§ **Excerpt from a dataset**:
※
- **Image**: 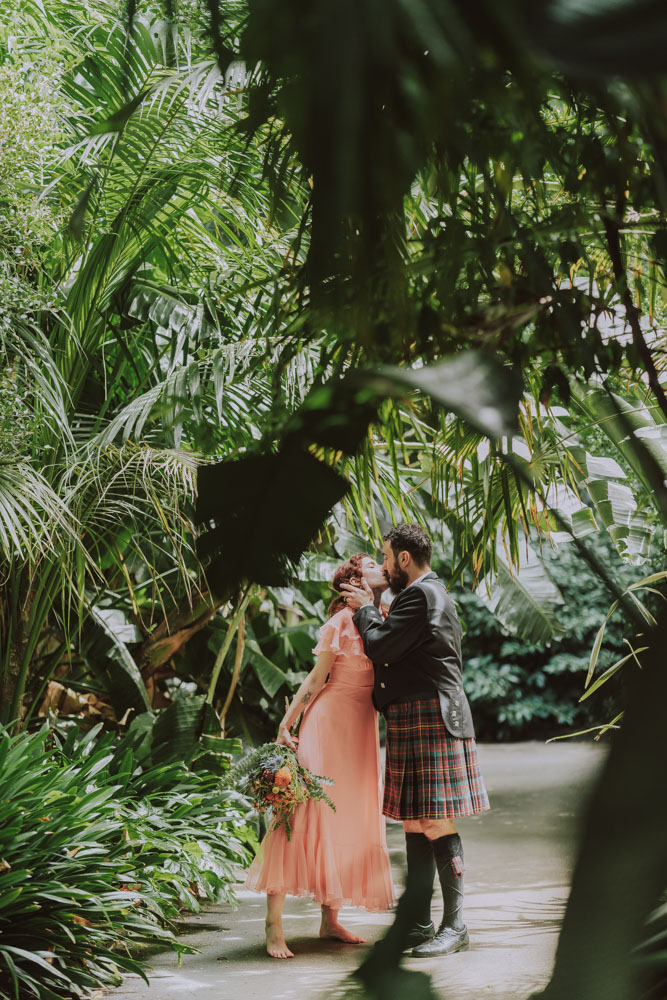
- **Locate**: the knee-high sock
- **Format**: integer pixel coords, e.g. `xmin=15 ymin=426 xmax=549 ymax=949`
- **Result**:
xmin=405 ymin=833 xmax=435 ymax=927
xmin=431 ymin=833 xmax=465 ymax=931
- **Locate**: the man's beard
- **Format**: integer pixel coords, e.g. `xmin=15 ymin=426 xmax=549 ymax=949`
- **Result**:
xmin=382 ymin=569 xmax=408 ymax=597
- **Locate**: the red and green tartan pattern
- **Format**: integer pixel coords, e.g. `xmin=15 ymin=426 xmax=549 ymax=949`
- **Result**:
xmin=382 ymin=697 xmax=489 ymax=819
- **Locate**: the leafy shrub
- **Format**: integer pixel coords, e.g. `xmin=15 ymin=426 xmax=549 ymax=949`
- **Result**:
xmin=0 ymin=727 xmax=254 ymax=1000
xmin=453 ymin=533 xmax=663 ymax=740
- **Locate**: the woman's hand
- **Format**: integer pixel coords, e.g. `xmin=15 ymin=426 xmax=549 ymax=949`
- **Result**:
xmin=340 ymin=579 xmax=373 ymax=611
xmin=276 ymin=726 xmax=299 ymax=750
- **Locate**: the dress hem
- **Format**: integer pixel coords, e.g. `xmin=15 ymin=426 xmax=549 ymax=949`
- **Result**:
xmin=244 ymin=882 xmax=396 ymax=913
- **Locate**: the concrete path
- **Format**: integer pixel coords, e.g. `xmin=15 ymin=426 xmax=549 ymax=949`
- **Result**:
xmin=114 ymin=741 xmax=604 ymax=1000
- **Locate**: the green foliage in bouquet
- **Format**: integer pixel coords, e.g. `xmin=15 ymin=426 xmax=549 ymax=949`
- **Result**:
xmin=228 ymin=743 xmax=336 ymax=840
xmin=0 ymin=727 xmax=254 ymax=1000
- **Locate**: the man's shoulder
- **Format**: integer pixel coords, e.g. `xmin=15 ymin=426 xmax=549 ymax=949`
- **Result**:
xmin=407 ymin=572 xmax=449 ymax=594
xmin=410 ymin=573 xmax=455 ymax=611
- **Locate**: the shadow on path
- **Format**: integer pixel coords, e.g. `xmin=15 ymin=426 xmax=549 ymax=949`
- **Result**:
xmin=116 ymin=743 xmax=603 ymax=1000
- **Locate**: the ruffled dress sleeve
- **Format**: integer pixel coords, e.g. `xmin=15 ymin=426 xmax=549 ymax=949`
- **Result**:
xmin=313 ymin=608 xmax=365 ymax=656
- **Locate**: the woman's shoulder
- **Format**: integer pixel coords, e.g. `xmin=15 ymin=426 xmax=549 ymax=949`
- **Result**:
xmin=324 ymin=608 xmax=354 ymax=625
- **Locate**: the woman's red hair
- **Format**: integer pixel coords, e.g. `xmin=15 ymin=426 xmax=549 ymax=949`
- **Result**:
xmin=329 ymin=552 xmax=365 ymax=617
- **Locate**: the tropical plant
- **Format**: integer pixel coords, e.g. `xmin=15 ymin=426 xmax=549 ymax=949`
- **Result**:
xmin=0 ymin=726 xmax=255 ymax=1000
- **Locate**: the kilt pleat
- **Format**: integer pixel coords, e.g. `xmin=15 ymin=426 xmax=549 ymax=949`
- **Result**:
xmin=382 ymin=697 xmax=489 ymax=820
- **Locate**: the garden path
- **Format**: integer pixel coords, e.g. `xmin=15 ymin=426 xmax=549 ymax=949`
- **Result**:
xmin=113 ymin=741 xmax=604 ymax=1000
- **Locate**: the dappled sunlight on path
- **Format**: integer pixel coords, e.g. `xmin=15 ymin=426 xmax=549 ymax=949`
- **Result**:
xmin=115 ymin=743 xmax=603 ymax=1000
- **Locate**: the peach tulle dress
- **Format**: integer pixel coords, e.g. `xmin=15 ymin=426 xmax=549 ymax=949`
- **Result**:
xmin=245 ymin=608 xmax=394 ymax=912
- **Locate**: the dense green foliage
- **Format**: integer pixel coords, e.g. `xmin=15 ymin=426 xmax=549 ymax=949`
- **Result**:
xmin=0 ymin=0 xmax=667 ymax=1000
xmin=455 ymin=536 xmax=662 ymax=740
xmin=0 ymin=727 xmax=256 ymax=1000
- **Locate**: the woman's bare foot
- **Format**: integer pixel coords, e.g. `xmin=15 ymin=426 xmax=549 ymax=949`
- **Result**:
xmin=266 ymin=920 xmax=294 ymax=958
xmin=320 ymin=916 xmax=366 ymax=944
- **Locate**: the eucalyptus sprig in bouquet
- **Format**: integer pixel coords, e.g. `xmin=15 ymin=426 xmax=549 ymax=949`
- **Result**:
xmin=227 ymin=743 xmax=336 ymax=840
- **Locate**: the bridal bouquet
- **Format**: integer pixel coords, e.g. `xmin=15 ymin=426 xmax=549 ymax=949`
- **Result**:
xmin=227 ymin=743 xmax=336 ymax=840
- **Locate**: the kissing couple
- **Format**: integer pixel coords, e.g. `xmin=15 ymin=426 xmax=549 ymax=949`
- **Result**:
xmin=245 ymin=524 xmax=489 ymax=958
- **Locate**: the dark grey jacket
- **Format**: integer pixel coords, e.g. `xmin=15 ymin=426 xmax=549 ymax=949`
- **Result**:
xmin=354 ymin=573 xmax=475 ymax=739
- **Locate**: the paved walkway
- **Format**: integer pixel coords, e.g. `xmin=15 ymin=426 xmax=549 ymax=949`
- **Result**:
xmin=114 ymin=741 xmax=603 ymax=1000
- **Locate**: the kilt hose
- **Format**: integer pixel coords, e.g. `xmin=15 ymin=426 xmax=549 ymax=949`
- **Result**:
xmin=382 ymin=696 xmax=489 ymax=820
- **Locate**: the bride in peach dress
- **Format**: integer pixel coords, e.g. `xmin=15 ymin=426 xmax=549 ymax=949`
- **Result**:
xmin=245 ymin=555 xmax=394 ymax=958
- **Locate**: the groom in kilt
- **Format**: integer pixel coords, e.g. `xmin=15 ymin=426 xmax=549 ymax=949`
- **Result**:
xmin=343 ymin=524 xmax=489 ymax=957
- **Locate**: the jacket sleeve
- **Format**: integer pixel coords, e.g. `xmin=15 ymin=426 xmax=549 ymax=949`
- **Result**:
xmin=353 ymin=587 xmax=427 ymax=663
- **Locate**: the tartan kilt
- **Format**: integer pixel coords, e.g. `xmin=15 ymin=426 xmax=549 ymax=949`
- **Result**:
xmin=382 ymin=697 xmax=489 ymax=820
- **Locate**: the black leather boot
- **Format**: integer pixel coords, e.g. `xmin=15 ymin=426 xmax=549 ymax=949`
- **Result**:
xmin=405 ymin=833 xmax=435 ymax=949
xmin=412 ymin=833 xmax=469 ymax=958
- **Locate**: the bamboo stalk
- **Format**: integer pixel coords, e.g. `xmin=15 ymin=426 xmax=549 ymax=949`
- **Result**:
xmin=220 ymin=611 xmax=245 ymax=735
xmin=206 ymin=584 xmax=252 ymax=705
※
§ **Exercise**:
Transcribe all of the material exactly, leaving out whatever pictures it contains.

§ **Output of the exercise**:
- **Image**: 
- **Locate**: the knee-high sock
- **Format**: integer pixel coords, e.g. `xmin=15 ymin=426 xmax=549 ymax=949`
- **Result**:
xmin=405 ymin=833 xmax=435 ymax=927
xmin=431 ymin=833 xmax=465 ymax=931
- **Locate**: the man's beard
- **Format**: integer pixel coords, e.g. `xmin=15 ymin=426 xmax=549 ymax=949`
- **Result**:
xmin=382 ymin=569 xmax=408 ymax=597
- **Locate**: the red and green tartan pattern
- **Format**: integer pixel coords, e.g. `xmin=15 ymin=426 xmax=549 ymax=949`
- **Result**:
xmin=382 ymin=697 xmax=489 ymax=819
- **Locate**: the leafy shrub
- **Format**: integer pixel coords, e.g. `xmin=15 ymin=426 xmax=549 ymax=949`
- **Result**:
xmin=0 ymin=727 xmax=254 ymax=1000
xmin=453 ymin=533 xmax=663 ymax=740
- **Locate**: the woman's hand
- **Format**: integer pixel coords, e.g. `xmin=15 ymin=426 xmax=549 ymax=949`
- **Result**:
xmin=340 ymin=579 xmax=373 ymax=611
xmin=276 ymin=726 xmax=299 ymax=750
- **Locate**: the dress hem
- **Format**: integer pixel coords, e.g. `xmin=15 ymin=426 xmax=549 ymax=949`
- **Result**:
xmin=244 ymin=882 xmax=396 ymax=913
- **Locate**: the concrete path
- **Format**: integer pixel coords, e.g. `xmin=15 ymin=426 xmax=549 ymax=949`
- **Result**:
xmin=114 ymin=741 xmax=604 ymax=1000
- **Locate**: the green foliage in bouquet
- **Format**: integer pixel coords, e.g. `xmin=15 ymin=426 xmax=549 ymax=949`
- **Result**:
xmin=228 ymin=743 xmax=336 ymax=840
xmin=0 ymin=727 xmax=254 ymax=1000
- **Locate**: the man's shoulder
- **Format**: integer pixel coords, e.g. `xmin=15 ymin=426 xmax=549 ymax=949`
- **Result**:
xmin=407 ymin=572 xmax=449 ymax=594
xmin=410 ymin=573 xmax=455 ymax=611
- **Locate**: the shadow on path
- **Format**: integer pixel coords, e.g. `xmin=15 ymin=426 xmax=549 ymax=949`
- **Result**:
xmin=116 ymin=743 xmax=603 ymax=1000
- **Locate**: the ruffled dress sleeve
- **Format**: integer pixel coords, e.g. `xmin=15 ymin=426 xmax=549 ymax=949`
- **Result**:
xmin=313 ymin=608 xmax=365 ymax=656
- **Locate**: the woman's shoulder
- **Format**: integer pixel coords, e.g. `xmin=15 ymin=426 xmax=549 ymax=949`
- **Result**:
xmin=324 ymin=608 xmax=354 ymax=625
- **Locate**: the woman's red hair
- **Format**: integer pixel coords, e.g. `xmin=15 ymin=426 xmax=549 ymax=949`
- **Result**:
xmin=329 ymin=552 xmax=365 ymax=617
- **Locate**: the tropical plant
- **Format**: integer pixel coords, e.g. `xmin=15 ymin=426 xmax=549 ymax=949`
- **Result**:
xmin=0 ymin=726 xmax=255 ymax=1000
- **Locate**: the kilt pleat
- **Format**: integer pixel coords, e.g. `xmin=15 ymin=426 xmax=549 ymax=949`
- **Result**:
xmin=382 ymin=697 xmax=489 ymax=820
- **Locate**: the garden path
- **Format**: integer pixel coords, e.g. `xmin=15 ymin=426 xmax=549 ymax=949`
- **Result**:
xmin=113 ymin=741 xmax=604 ymax=1000
- **Locate**: the dappled sunlight on path
- **Format**: integer pixel coords, e.g. `xmin=15 ymin=426 xmax=549 ymax=949`
- **Result**:
xmin=115 ymin=743 xmax=603 ymax=1000
- **Locate**: the peach tulle dress
- **Format**: integer pixel coords, e.g. `xmin=15 ymin=426 xmax=549 ymax=949`
- **Result**:
xmin=245 ymin=608 xmax=394 ymax=912
- **Locate**: the dense green foliage
- **Format**: integer pixel coords, e.g. `xmin=15 ymin=426 xmax=549 ymax=949`
- **Result**:
xmin=0 ymin=0 xmax=667 ymax=1000
xmin=455 ymin=536 xmax=662 ymax=740
xmin=0 ymin=727 xmax=256 ymax=1000
- **Locate**: the woman's bare foot
- **Format**: integer pixel coords, e.g. `xmin=15 ymin=426 xmax=549 ymax=949`
- **Result**:
xmin=266 ymin=920 xmax=294 ymax=958
xmin=320 ymin=916 xmax=366 ymax=944
- **Locate**: the eucalyptus sprig in bouquet
- **Format**: integer pixel coords, e.g. `xmin=15 ymin=426 xmax=549 ymax=949`
- **Result**:
xmin=227 ymin=743 xmax=336 ymax=840
- **Locate**: the bridal bouquet
- **Format**: integer pixel coords, e.g. `xmin=15 ymin=426 xmax=549 ymax=949`
- **Result**:
xmin=227 ymin=743 xmax=336 ymax=840
- **Locate**: the kissing couple
- **Format**: integer pixel coords, e.g. `xmin=15 ymin=426 xmax=549 ymax=949`
- **Result**:
xmin=245 ymin=524 xmax=489 ymax=958
- **Locate**: the dark grey jacket
- **Format**: integer pixel coords, e.g. `xmin=15 ymin=426 xmax=549 ymax=949`
- **Result**:
xmin=354 ymin=573 xmax=475 ymax=739
- **Locate**: the paved walkway
- **Format**: integer pixel coords, e.g. `xmin=15 ymin=426 xmax=549 ymax=949`
- **Result**:
xmin=114 ymin=741 xmax=603 ymax=1000
- **Locate**: the kilt hose
- **Format**: integer pixel coords, e.g. `xmin=15 ymin=426 xmax=549 ymax=949`
- **Result**:
xmin=382 ymin=696 xmax=489 ymax=820
- **Locate**: the bride in peach dress
- **Format**: integer pixel coords, e.g. `xmin=15 ymin=426 xmax=549 ymax=949`
- **Result**:
xmin=245 ymin=555 xmax=394 ymax=958
- **Locate**: the groom in kilt
- **Format**: integer pixel coords, e.g. `xmin=15 ymin=426 xmax=549 ymax=949`
- **Result**:
xmin=343 ymin=524 xmax=489 ymax=957
- **Locate**: the jacket sleeve
- **Format**: integer pixel coords, e.g. `xmin=15 ymin=426 xmax=549 ymax=949`
- **Result**:
xmin=353 ymin=587 xmax=427 ymax=663
- **Locate**: the tartan kilt
- **Format**: integer pixel coords, e.g. `xmin=15 ymin=426 xmax=549 ymax=949`
- **Result**:
xmin=382 ymin=697 xmax=489 ymax=820
- **Locate**: the black leather boot
- **Format**: integer pixel coords, e.g. `xmin=15 ymin=426 xmax=549 ymax=949`
- **Result**:
xmin=405 ymin=833 xmax=435 ymax=949
xmin=412 ymin=833 xmax=469 ymax=958
- **Locate**: the bamboo stalk
- **Format**: integer pixel coords, e.g. `xmin=15 ymin=426 xmax=549 ymax=949`
- **Result**:
xmin=220 ymin=611 xmax=245 ymax=735
xmin=206 ymin=584 xmax=252 ymax=705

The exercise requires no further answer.